**Problem requirements**
Copy every line of the material below word for word, omitting the pictures.

**Material provided**
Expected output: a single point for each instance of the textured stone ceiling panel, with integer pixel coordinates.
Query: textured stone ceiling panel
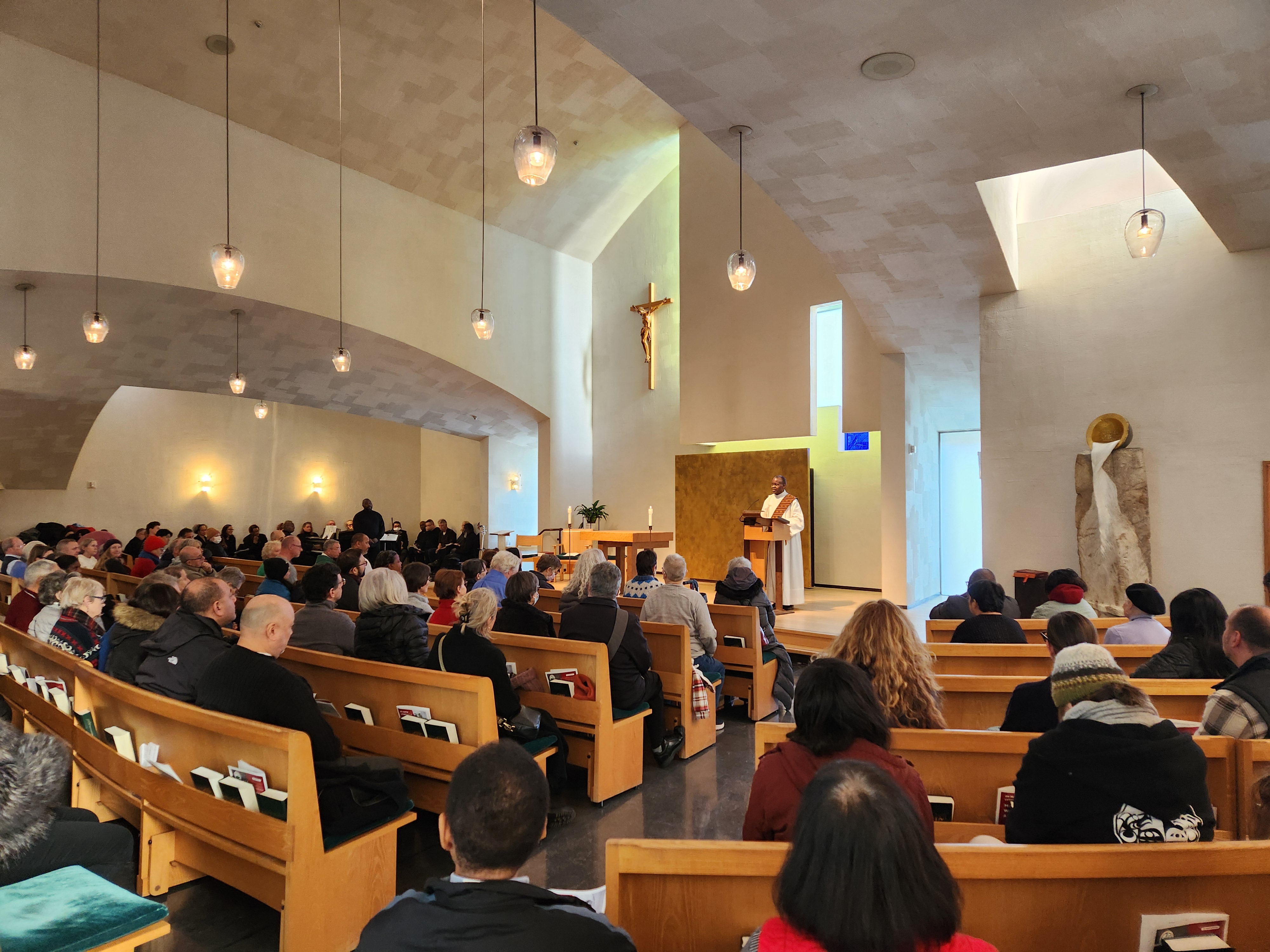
(881, 176)
(184, 340)
(412, 96)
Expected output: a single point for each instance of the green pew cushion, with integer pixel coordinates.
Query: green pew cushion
(70, 911)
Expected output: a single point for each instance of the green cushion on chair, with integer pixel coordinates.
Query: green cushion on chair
(70, 911)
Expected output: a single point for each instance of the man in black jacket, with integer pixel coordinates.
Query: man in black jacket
(496, 816)
(177, 656)
(632, 680)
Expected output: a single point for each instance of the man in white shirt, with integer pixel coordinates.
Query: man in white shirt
(1142, 604)
(784, 506)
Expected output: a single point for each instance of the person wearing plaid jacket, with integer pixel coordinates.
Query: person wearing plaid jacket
(1240, 706)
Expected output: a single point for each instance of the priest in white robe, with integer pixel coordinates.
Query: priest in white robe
(787, 507)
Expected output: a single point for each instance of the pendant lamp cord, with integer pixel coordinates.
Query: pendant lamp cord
(97, 265)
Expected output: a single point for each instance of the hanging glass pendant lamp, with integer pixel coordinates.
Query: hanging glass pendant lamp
(96, 327)
(228, 262)
(535, 148)
(483, 322)
(741, 263)
(237, 384)
(25, 359)
(342, 359)
(1146, 228)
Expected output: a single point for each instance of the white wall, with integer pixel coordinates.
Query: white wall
(1178, 345)
(149, 450)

**Result of the task**
Expected output: a single point for each instance of the textured stone ceiling panel, with integer pixel coordinates.
Query: textured stone ceiling panel
(881, 176)
(184, 340)
(412, 96)
Expected output: a single point for each instance of the green pew cushion, with integer pixel coordinates.
Query: green pew cushion
(70, 911)
Expected output: a single point for each instance of the green cushion on chair, with integer pixel coordinates.
Query: green cushion on chair
(70, 911)
Expected output: a single point for each instance of the man in black jacket, with integer pixel coordinates.
Query: man in black jacket
(496, 816)
(177, 656)
(632, 680)
Expected output: a single point for each instance of the man in white shirt, with integer pixel coordinates.
Query: man in white shirt
(1142, 604)
(784, 506)
Expected output: a single point for each instance of the person wearing plaid jacket, with integer pixel coordinates.
Query: person wearing plaid jacket
(1240, 706)
Expected output: a single point for each instance of the priest in white robe, with integer pixel coordinates.
Query: priest in white robe
(787, 507)
Expected output: a single point for each instance of the pendant lamp cord, with integer pixel coordinates.
Query: pendant lamp cord
(97, 265)
Expected output: a single point for each instance of the hanging glass pendant lamp, with integer pixel coordinates.
Query: hanging glass pendant lamp
(96, 327)
(228, 262)
(535, 148)
(483, 322)
(741, 263)
(237, 384)
(25, 359)
(342, 359)
(1146, 228)
Expected output: a single point for each instance of the white wall, with integer pixel coordinates.
Query: white wall
(1178, 345)
(149, 450)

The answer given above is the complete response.